#### [Записи для обработки]
:::

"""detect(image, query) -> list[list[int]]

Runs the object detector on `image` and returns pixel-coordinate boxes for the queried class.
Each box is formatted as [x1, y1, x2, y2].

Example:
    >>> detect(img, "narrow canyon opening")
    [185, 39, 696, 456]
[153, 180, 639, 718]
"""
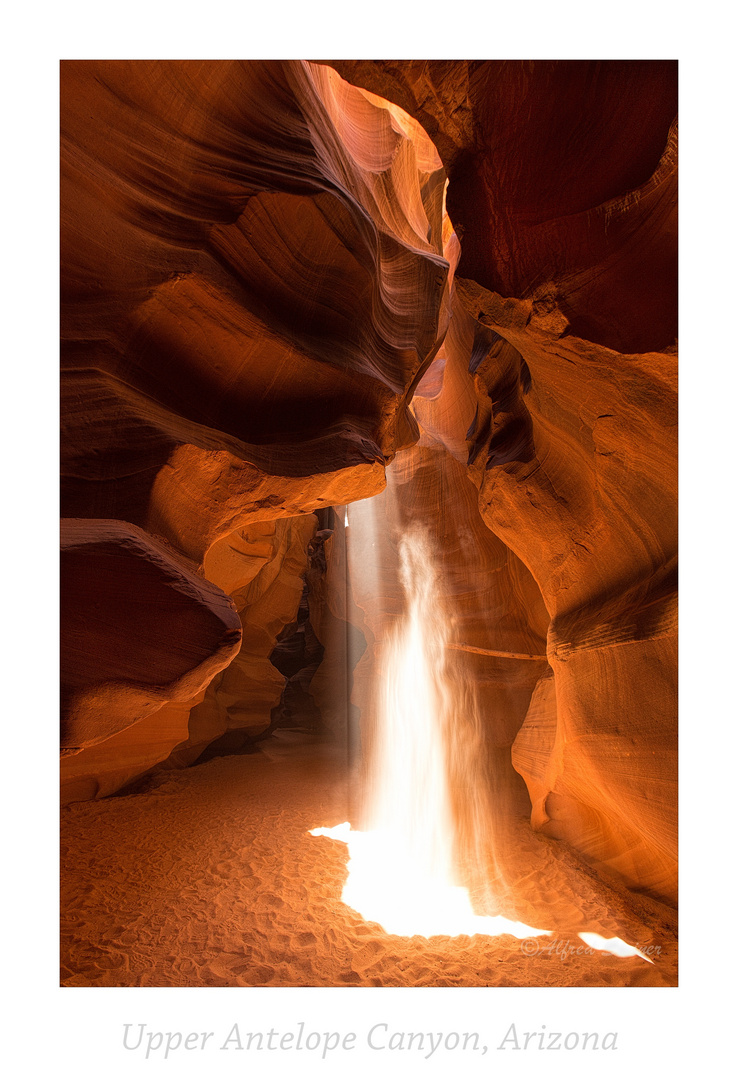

:::

Воспроизведите все записи выше дословно, строка за строкой, но изображения в ответ не включайте.

"""detect(image, query) -> list[list[int]]

Runs the object detector on `image` and returns pixel-coordinate boxes for the queried class.
Each box is formatted as [x1, y1, x2, y2].

Example:
    >>> detect(img, "narrow canyon opening")
    [185, 39, 696, 456]
[153, 180, 639, 718]
"""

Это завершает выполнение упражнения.